>> BEGIN Records supplied
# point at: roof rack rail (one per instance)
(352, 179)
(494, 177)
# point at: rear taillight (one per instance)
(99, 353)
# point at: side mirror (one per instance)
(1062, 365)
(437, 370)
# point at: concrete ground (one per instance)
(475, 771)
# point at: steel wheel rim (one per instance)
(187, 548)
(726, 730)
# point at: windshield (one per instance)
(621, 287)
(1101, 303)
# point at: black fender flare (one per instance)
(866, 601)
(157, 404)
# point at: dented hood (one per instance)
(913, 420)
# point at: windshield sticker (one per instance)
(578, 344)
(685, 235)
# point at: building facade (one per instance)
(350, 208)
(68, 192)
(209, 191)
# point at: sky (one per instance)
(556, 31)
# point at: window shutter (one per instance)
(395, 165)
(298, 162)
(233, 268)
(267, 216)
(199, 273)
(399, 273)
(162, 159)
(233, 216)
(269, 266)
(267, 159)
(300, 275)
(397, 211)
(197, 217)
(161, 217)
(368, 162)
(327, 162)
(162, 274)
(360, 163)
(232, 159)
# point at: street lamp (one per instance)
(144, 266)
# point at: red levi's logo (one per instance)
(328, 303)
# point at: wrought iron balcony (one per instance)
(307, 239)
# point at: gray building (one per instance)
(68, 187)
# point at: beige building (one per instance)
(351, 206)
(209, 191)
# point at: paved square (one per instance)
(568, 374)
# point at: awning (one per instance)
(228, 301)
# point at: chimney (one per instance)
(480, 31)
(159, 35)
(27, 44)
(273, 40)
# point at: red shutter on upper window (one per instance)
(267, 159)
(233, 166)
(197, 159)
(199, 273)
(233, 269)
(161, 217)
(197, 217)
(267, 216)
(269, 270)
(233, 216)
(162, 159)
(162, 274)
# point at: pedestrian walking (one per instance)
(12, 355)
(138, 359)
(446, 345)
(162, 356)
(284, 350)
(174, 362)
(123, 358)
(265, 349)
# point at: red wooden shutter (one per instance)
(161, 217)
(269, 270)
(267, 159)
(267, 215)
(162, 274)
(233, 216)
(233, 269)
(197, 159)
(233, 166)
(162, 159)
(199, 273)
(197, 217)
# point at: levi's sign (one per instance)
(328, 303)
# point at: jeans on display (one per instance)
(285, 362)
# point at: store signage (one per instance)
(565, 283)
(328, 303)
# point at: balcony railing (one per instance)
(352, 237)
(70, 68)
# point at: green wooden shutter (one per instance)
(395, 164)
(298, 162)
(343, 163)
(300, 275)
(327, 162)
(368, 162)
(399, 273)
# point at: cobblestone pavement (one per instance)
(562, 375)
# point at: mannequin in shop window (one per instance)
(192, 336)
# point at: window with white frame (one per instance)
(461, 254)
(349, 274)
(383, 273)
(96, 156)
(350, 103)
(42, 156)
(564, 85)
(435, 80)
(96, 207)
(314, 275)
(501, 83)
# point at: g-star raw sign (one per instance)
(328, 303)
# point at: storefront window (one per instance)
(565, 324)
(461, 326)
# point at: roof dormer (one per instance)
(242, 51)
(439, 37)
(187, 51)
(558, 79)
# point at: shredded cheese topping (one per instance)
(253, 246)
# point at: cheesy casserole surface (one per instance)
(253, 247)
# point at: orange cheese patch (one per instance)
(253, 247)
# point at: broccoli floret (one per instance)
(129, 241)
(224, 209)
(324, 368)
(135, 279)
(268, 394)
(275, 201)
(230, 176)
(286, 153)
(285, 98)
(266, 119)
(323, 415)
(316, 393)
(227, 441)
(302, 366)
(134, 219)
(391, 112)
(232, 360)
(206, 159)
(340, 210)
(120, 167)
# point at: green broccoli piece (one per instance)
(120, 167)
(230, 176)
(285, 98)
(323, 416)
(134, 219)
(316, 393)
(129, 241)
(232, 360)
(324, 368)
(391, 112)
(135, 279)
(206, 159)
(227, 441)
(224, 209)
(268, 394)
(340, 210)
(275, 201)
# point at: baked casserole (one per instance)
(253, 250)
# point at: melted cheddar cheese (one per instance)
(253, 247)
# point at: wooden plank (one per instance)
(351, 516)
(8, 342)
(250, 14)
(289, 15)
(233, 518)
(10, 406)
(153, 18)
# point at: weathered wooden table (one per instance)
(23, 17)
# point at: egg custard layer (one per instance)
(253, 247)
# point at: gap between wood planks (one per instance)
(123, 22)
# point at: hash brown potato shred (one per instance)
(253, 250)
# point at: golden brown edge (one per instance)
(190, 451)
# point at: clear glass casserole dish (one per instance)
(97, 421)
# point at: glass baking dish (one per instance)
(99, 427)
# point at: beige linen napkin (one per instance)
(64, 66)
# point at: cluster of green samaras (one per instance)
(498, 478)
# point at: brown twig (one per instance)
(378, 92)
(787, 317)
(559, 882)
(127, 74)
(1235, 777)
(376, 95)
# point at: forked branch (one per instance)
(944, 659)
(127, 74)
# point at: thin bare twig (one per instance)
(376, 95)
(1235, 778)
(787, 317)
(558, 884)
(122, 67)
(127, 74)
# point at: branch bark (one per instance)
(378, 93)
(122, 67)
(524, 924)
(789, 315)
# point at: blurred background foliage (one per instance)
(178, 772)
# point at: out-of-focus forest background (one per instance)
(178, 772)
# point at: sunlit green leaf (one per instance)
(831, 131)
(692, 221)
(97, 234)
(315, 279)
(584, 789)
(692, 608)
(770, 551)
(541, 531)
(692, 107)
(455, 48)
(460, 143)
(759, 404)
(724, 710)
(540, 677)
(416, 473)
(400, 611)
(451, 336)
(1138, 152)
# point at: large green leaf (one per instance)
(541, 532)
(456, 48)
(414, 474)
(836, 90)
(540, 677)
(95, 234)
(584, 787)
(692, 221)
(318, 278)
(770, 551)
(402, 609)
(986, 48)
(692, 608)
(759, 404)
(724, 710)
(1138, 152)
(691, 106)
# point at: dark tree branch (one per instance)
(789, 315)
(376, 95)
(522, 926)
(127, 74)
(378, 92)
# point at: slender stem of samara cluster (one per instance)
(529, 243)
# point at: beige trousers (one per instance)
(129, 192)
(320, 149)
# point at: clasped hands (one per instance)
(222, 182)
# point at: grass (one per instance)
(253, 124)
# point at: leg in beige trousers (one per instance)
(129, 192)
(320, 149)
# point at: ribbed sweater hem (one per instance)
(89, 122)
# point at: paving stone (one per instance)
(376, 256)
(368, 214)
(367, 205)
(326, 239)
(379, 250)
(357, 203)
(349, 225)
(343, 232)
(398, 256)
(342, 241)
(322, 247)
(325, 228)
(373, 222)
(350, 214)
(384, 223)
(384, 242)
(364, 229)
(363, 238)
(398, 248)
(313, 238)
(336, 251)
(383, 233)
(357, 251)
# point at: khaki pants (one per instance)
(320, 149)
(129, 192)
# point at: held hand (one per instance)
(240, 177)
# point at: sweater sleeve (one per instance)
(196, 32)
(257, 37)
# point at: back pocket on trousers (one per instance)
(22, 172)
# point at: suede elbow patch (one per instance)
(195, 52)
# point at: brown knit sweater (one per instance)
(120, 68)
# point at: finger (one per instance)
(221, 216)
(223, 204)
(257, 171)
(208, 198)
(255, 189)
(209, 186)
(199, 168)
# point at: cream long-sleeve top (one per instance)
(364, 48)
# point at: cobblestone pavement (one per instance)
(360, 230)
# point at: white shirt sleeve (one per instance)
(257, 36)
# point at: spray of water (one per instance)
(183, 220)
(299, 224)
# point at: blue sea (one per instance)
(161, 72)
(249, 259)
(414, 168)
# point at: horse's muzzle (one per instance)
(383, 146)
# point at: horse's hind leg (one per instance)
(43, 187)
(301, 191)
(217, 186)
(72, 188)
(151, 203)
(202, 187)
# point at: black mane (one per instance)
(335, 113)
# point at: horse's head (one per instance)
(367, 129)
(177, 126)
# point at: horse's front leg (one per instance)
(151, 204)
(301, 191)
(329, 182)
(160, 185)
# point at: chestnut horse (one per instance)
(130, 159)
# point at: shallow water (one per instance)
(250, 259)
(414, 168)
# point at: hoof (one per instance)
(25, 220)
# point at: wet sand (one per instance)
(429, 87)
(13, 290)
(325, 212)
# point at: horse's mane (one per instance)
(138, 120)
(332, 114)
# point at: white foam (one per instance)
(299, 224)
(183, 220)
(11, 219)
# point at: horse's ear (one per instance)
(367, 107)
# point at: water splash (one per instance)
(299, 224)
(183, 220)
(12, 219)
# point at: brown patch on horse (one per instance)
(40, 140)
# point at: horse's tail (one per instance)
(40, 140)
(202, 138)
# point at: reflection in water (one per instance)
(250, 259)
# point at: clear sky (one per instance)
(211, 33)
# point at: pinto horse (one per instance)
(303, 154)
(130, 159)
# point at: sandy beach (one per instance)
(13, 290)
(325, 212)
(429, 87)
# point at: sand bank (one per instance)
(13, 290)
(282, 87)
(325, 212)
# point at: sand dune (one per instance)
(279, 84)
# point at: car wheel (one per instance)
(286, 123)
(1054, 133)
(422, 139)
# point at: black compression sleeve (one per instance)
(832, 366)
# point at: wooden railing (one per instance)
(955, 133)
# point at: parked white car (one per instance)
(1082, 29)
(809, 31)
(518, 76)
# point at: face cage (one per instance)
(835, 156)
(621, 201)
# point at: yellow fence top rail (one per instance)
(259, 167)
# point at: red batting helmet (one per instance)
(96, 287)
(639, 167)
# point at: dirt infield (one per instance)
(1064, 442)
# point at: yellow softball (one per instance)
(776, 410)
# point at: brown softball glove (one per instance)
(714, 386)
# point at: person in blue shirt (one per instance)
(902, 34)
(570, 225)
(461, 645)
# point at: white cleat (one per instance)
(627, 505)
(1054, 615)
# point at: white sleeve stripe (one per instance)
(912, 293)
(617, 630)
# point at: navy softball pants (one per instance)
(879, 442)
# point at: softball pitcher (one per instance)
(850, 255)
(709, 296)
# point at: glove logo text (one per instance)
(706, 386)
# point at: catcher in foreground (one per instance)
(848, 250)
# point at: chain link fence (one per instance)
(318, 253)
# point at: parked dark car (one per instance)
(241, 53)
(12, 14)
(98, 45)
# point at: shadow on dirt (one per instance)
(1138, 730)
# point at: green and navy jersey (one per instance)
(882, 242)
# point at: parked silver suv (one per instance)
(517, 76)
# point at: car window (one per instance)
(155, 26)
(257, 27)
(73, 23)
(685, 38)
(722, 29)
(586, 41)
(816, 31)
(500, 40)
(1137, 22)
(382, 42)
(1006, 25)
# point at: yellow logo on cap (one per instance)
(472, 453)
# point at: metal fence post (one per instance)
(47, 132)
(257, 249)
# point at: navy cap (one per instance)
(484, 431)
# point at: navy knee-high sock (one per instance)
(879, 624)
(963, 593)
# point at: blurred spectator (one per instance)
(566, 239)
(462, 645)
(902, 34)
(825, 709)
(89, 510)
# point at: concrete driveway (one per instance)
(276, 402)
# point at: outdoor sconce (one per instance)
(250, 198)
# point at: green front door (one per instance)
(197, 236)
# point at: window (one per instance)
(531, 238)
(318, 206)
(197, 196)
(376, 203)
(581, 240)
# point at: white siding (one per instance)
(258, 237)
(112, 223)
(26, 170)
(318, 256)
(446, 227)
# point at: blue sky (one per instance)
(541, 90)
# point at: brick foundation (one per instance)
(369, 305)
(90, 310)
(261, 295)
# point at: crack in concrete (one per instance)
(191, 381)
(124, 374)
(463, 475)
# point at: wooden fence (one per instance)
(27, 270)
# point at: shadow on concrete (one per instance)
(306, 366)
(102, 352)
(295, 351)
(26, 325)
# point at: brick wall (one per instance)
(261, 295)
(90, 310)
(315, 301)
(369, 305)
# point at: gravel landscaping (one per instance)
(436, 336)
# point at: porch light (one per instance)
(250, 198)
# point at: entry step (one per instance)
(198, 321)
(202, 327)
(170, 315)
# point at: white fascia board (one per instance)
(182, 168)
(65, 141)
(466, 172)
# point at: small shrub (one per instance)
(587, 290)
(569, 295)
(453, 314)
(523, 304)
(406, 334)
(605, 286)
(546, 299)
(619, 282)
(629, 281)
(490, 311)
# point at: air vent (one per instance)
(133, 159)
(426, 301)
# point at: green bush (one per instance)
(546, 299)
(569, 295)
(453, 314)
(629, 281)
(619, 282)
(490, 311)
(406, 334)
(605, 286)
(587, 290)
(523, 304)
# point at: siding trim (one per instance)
>> END Records supplied
§ **Directive**
What are the lines from the one with "# point at: white siding (one per instance)" through the last line of the records above? Quote them exactly and add nothing.

§ **Output of the exercise**
# point at: white siding (one per instance)
(258, 237)
(112, 223)
(26, 170)
(318, 256)
(446, 227)
# point at: blue sky (one per instance)
(541, 90)
# point at: brick foundation (one per instance)
(369, 305)
(90, 310)
(261, 295)
# point at: crack in concrete (one per instance)
(191, 381)
(124, 374)
(463, 475)
# point at: wooden fence (one per instance)
(27, 270)
# point at: shadow on concrete (one per instance)
(306, 366)
(102, 352)
(295, 351)
(26, 325)
# point at: brick wall (one per instance)
(261, 295)
(90, 310)
(315, 301)
(369, 305)
# point at: gravel landscaping (one per instance)
(436, 336)
# point at: porch light (one per instance)
(250, 198)
# point at: entry step (one per instance)
(198, 321)
(202, 327)
(170, 315)
# point at: white fascia board (one per instance)
(182, 168)
(65, 141)
(466, 172)
# point at: small shrub (one per instance)
(587, 290)
(569, 295)
(453, 314)
(523, 304)
(406, 334)
(605, 286)
(546, 299)
(619, 282)
(629, 281)
(490, 311)
# point at: air vent (one per instance)
(133, 159)
(426, 301)
# point at: green bush (one per instance)
(546, 299)
(569, 295)
(453, 314)
(629, 281)
(619, 282)
(490, 311)
(406, 334)
(605, 286)
(587, 290)
(523, 304)
# point at: siding trim (one per instance)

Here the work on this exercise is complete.